::: Data to process

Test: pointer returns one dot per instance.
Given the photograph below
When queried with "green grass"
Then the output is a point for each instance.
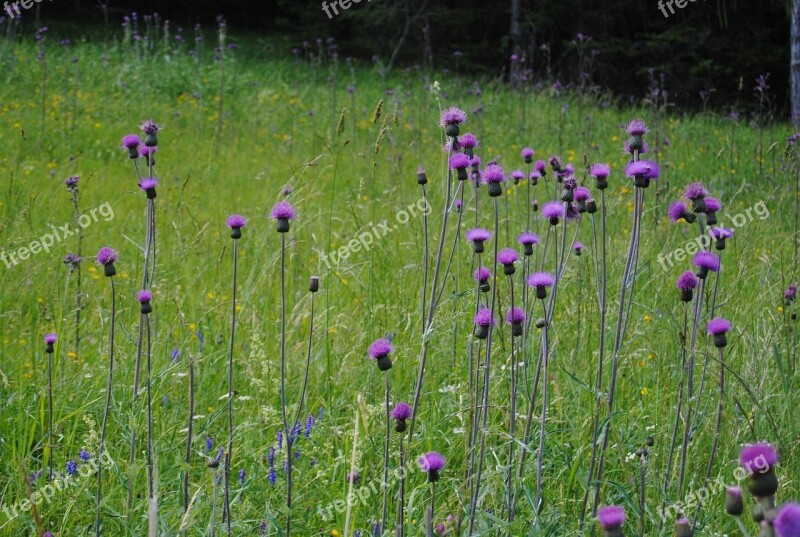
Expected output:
(280, 128)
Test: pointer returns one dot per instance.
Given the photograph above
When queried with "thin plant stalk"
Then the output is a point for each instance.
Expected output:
(104, 428)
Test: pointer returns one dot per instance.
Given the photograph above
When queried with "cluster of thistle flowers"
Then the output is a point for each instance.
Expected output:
(758, 462)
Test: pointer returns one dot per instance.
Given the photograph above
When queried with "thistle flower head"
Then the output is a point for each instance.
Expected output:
(713, 205)
(718, 325)
(787, 522)
(106, 255)
(695, 191)
(236, 221)
(131, 141)
(459, 161)
(646, 169)
(611, 517)
(380, 348)
(507, 256)
(600, 171)
(401, 411)
(452, 116)
(637, 128)
(478, 234)
(582, 194)
(484, 317)
(283, 210)
(541, 279)
(528, 239)
(707, 261)
(553, 209)
(753, 456)
(493, 174)
(515, 315)
(686, 281)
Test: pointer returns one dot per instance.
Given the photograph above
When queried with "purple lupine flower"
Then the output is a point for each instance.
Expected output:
(541, 281)
(637, 128)
(507, 257)
(705, 262)
(787, 522)
(611, 517)
(553, 211)
(678, 211)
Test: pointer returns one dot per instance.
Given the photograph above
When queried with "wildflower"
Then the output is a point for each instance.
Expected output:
(432, 463)
(611, 519)
(422, 178)
(478, 236)
(451, 119)
(733, 501)
(49, 340)
(482, 276)
(642, 171)
(483, 320)
(106, 257)
(678, 211)
(527, 154)
(515, 317)
(553, 211)
(144, 297)
(721, 234)
(507, 257)
(685, 284)
(759, 460)
(718, 327)
(131, 142)
(236, 222)
(494, 176)
(541, 281)
(459, 163)
(150, 129)
(705, 261)
(527, 240)
(148, 185)
(379, 350)
(148, 154)
(787, 522)
(282, 213)
(401, 412)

::::::

Using the material above, set down every line exactly, but skip the pictures.

Test: pointer returns one dot per instance.
Given the photograph below
When queried with "green grass"
Then the output is a point for each instance.
Expected output:
(280, 128)
Test: pointer returns one dot per instance.
Given the photograph above
When queried with "thin plant stalk"
Then the output is a point for each instance.
Expected output:
(104, 428)
Test: pointer returns one dot per instance.
Given the photograph above
When queried with "cluster of thistle flowers"
Then the output is a point for each instance.
Expected output:
(758, 462)
Test: pointer returns one dot per instance.
Given the photograph above
When queried with "thistle flower head"
Then the output is a point for each instance.
Expected output:
(713, 205)
(718, 325)
(787, 522)
(106, 255)
(695, 191)
(236, 221)
(131, 141)
(459, 161)
(646, 169)
(611, 517)
(380, 348)
(507, 256)
(600, 171)
(401, 411)
(452, 116)
(637, 128)
(478, 234)
(582, 194)
(484, 317)
(283, 210)
(541, 279)
(528, 239)
(707, 261)
(553, 209)
(753, 456)
(493, 174)
(515, 315)
(686, 281)
Test: pointer returns one dot per instance.
Given the photograph above
When queried with "purple lupine flower"
Then the output is a point for each instance.
Expected output:
(541, 281)
(637, 128)
(507, 257)
(705, 262)
(787, 522)
(611, 517)
(553, 211)
(678, 211)
Test: pointer returns one dot per instance.
Given the photograph above
When queried with "wildflower"
Then the output is a point for each instance.
Expected output:
(432, 463)
(611, 519)
(422, 178)
(478, 236)
(451, 119)
(733, 501)
(49, 340)
(482, 276)
(642, 171)
(483, 320)
(106, 257)
(678, 211)
(527, 154)
(515, 317)
(553, 211)
(144, 297)
(721, 234)
(507, 257)
(685, 284)
(759, 460)
(718, 327)
(131, 142)
(236, 222)
(494, 176)
(541, 281)
(459, 163)
(150, 129)
(705, 261)
(527, 240)
(148, 185)
(379, 350)
(148, 154)
(787, 522)
(282, 213)
(401, 412)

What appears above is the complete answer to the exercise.